→ **Written task**:
Rewrite all of the material below, replacing "in this photograph" with "in this image" everywhere and leaving everything else unchanged. Omit the pictures from your answer.

[Records from a data source]
---+---

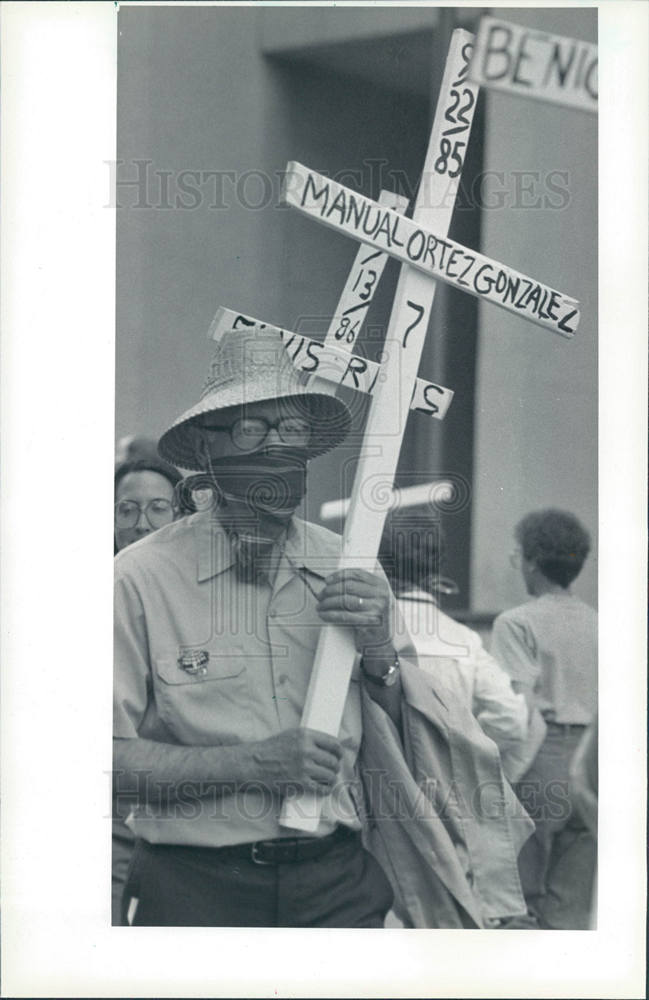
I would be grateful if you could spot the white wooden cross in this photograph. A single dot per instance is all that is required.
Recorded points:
(426, 252)
(532, 63)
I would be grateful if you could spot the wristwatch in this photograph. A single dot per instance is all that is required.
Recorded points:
(388, 678)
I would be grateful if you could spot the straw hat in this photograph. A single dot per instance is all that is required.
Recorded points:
(251, 366)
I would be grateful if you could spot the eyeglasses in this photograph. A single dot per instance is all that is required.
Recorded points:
(248, 433)
(158, 512)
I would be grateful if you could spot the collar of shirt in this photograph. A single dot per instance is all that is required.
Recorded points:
(214, 553)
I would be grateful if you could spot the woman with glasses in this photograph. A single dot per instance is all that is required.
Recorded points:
(144, 502)
(144, 499)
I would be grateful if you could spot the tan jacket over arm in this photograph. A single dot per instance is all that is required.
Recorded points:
(444, 822)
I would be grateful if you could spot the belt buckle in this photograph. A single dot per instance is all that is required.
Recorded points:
(254, 855)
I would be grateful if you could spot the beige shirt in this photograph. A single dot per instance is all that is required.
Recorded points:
(177, 595)
(549, 646)
(455, 654)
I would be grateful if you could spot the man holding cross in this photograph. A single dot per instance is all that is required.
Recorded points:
(217, 620)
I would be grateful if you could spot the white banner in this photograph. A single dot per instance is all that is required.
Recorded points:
(531, 63)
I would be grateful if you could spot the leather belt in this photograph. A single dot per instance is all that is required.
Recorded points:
(288, 850)
(565, 727)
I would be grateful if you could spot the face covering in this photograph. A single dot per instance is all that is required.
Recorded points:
(256, 494)
(271, 481)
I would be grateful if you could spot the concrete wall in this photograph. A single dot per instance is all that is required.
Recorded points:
(197, 93)
(536, 417)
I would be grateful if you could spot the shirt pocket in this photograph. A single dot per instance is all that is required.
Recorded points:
(205, 709)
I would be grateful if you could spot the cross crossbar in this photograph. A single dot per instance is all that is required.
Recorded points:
(433, 253)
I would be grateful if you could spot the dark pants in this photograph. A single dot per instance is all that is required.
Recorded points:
(557, 863)
(207, 887)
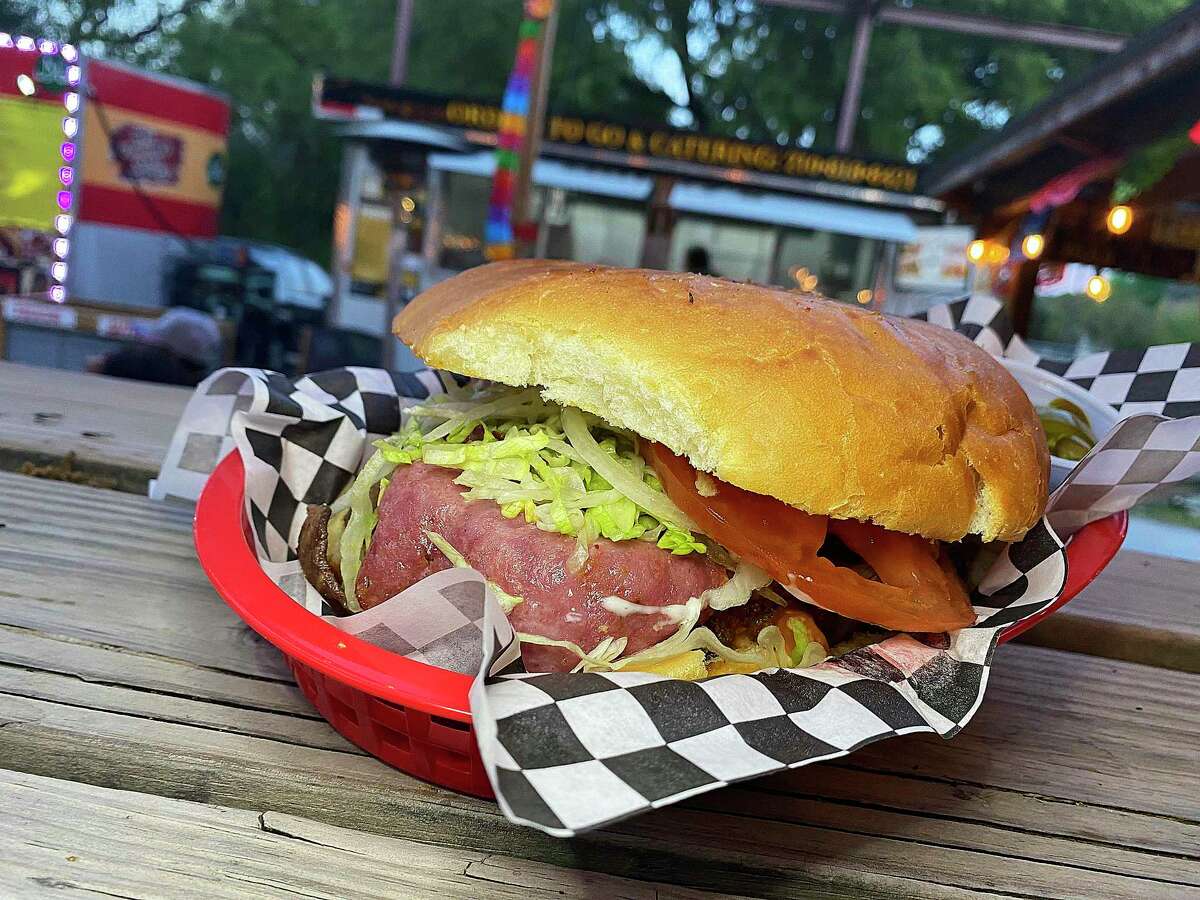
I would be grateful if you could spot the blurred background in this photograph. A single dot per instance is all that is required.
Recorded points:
(268, 181)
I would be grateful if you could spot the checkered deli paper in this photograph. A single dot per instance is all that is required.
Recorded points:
(569, 753)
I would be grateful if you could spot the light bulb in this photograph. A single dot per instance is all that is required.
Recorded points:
(1120, 220)
(1098, 288)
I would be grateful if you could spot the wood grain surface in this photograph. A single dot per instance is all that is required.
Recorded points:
(112, 425)
(120, 669)
(131, 845)
(1141, 609)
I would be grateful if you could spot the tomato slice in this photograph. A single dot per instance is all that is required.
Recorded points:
(918, 589)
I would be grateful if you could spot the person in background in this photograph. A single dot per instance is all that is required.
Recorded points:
(696, 261)
(181, 347)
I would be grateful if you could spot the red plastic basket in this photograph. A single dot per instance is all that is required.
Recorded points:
(409, 714)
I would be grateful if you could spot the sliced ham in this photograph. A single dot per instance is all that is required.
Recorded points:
(528, 563)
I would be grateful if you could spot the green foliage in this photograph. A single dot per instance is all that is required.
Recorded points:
(1140, 312)
(732, 67)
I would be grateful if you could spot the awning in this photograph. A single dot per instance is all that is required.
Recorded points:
(552, 173)
(784, 209)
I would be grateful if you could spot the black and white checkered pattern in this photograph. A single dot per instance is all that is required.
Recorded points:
(1161, 381)
(568, 753)
(1143, 456)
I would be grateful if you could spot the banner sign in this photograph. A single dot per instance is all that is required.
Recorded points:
(155, 151)
(347, 99)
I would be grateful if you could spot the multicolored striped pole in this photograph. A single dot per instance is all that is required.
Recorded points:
(504, 227)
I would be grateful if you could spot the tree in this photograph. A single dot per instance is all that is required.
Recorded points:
(731, 67)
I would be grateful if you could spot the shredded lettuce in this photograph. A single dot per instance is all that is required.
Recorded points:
(737, 591)
(505, 599)
(601, 658)
(546, 463)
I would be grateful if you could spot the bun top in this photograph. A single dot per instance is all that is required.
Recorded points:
(833, 409)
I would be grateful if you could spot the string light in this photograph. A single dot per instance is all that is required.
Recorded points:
(71, 103)
(1098, 288)
(1119, 220)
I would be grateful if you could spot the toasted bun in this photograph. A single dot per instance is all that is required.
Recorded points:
(833, 409)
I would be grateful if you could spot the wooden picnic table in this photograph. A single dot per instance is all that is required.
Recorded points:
(153, 745)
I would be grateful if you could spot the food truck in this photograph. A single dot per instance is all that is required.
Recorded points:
(111, 186)
(417, 175)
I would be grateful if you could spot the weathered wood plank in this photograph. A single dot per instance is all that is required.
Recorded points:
(195, 850)
(113, 421)
(117, 569)
(1141, 609)
(125, 670)
(762, 832)
(933, 796)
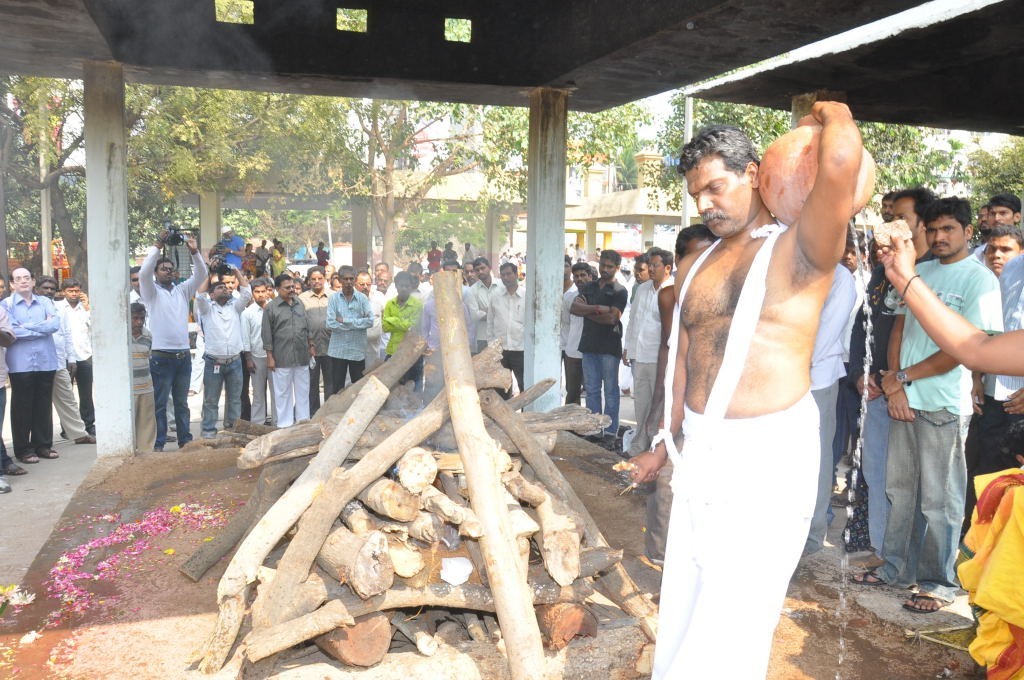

---+---

→ **Task answer**:
I would be grateful if you could spot the white wooden cross in this image. A single dot per instance is all that is required.
Recorded points:
(426, 252)
(532, 63)
I would be grateful if you could spot the wristwatch in this image. A single dot per instance is all that is required.
Recorded points:
(388, 678)
I would be grateful if you could spot the straw hat in this image. A single dot per instance is all that is required.
Recorded points:
(251, 366)
I would be grateful if you could spot the eyeglasses in this image. A single dot per instance is all that is required.
Recorded points:
(248, 433)
(158, 512)
I would be grateful if you could spot the collar of shirt in this image. A single dot per instance is all that is required.
Recorded points:
(214, 553)
I would be grateful if you could spot the woman with glasses in this image. A single dot per instance is all that is required.
Recorded points:
(144, 502)
(144, 499)
I would be grateful if you could spot the tan jacket over arm in this image. A single dot per instance is all that is required.
Recorded points:
(444, 822)
I would be grateful if you could spot the belt buckle in this image. A single dot per instance is all that is required.
Recorded points:
(254, 855)
I would be grateful if you could spot the beige shirt in this image. A single dot per instance is all that is required.
Recorded points:
(177, 595)
(549, 646)
(455, 654)
I would be grateful if you could spot the man holding cross in this image. A single dot per instance is all that is required.
Recorded points:
(217, 620)
I would be grateful if you could spot the white banner in this image. A single dot per instance is all that is required.
Recorded points:
(531, 63)
I would be grateful if you could spot the leather belt in this image. A single dot per instance is all that is required.
Recorded points:
(288, 850)
(565, 727)
I would be grateful if you could spot the face covering in this image. A single dot per instance is all that is required.
Recorded points:
(256, 494)
(271, 481)
I would be grateful if you could spot the concrete wall in this image. A single dot per instance is all that is required.
Recorded points:
(197, 93)
(536, 417)
I would be grateful if you could spot the shirt pocket in this image. A single dot per instance is all that is required.
Recorded points:
(205, 709)
I would be grateful if you could spot the cross crossbar in this image. A single dot per instance is all that is required.
Recorded points:
(433, 253)
I would be grateful if you could spot the dark pants in this image. A single dot per instance is all that is required.
Recorded points:
(557, 863)
(207, 887)
I would be grateful if you could spot the blurred background in this image. A single dot per instance is all that is required.
Recorded points:
(268, 181)
I would be grateful if you could spot the checkered deli paper in this image. A single dot per instance is all that is required.
Recorded points:
(569, 753)
I would be grateful if you could spot the light bulb in this image. A single dot per instance is all that is required.
Recorded points:
(1120, 220)
(1098, 288)
I would be grateful if you could spot the wood grain surface in this image. A single dot per instance is all that is required.
Recorded points:
(112, 425)
(120, 669)
(131, 845)
(1141, 609)
I would be grateful if you could spot the tomato slice in this image. A single dot per instance is all that is required.
Recorded points:
(918, 589)
I would be grateful if you could spot the person in background in this image. A single dot per instance is all that is required.
Recorded points:
(696, 261)
(181, 347)
I would be grateful if you could spot the red plastic basket in this image. A single dot per instance is all that is required.
Recorded points:
(409, 714)
I would be grateful if you could spot the sliced ham in this image. A single dot per instance is all that is required.
Recorded points:
(528, 563)
I would be grateful if you could spot the green foliage in this image. A single dot per instance is all that is required.
Recorded points:
(1140, 312)
(732, 67)
I would be grateful if you could spot the awning in this image. A single dot per instance is all that is required.
Recorded points:
(552, 173)
(784, 209)
I would be grateful if you could spot the black and white checkered pattern in this image. A single dot per instance is all that is required.
Recorded points:
(1161, 381)
(568, 753)
(1143, 456)
I would be grateful if you could spot the banner sign in this image. A single dot per instance is all that is required.
Recorded points:
(155, 151)
(347, 99)
I would be grateful if you could spot the multicolored striped pole in this image. A single dot per instance is all that is required.
Recorded points:
(504, 227)
I would be grateful if you could spot the tree in this image. A single dot per instance is all that is required.
Recorded points:
(731, 67)
I would be grateful if you could spot the shredded lettuce in this image. A single dot per instance is all that is required.
Recorded points:
(737, 591)
(505, 599)
(601, 658)
(546, 463)
I would be grateful if you could spot the bun top in this image. A single dot per instance is all that is required.
Recorded points:
(833, 409)
I would be grateful if you could spot the string light in this image. A single dot per instance is all that is required.
Recorded points:
(71, 103)
(1098, 288)
(1119, 220)
I would be grateful if you could spot the toasted bun in this image. A single dot per instance is all that is required.
Recorded points:
(833, 409)
I would be grateful if you could spot the wooden picnic table in this image. A single dot per instance is all that is required.
Recorded points:
(153, 745)
I would be grateful if you could spot the food truck in this image. A single dot per instance is all that is required.
Recorded points:
(111, 186)
(417, 175)
I would be grateful if you could spot the weathered wood plank in this image. A single dot per instance is all that is required.
Recorded points:
(195, 850)
(113, 421)
(117, 569)
(1141, 609)
(125, 670)
(762, 832)
(933, 796)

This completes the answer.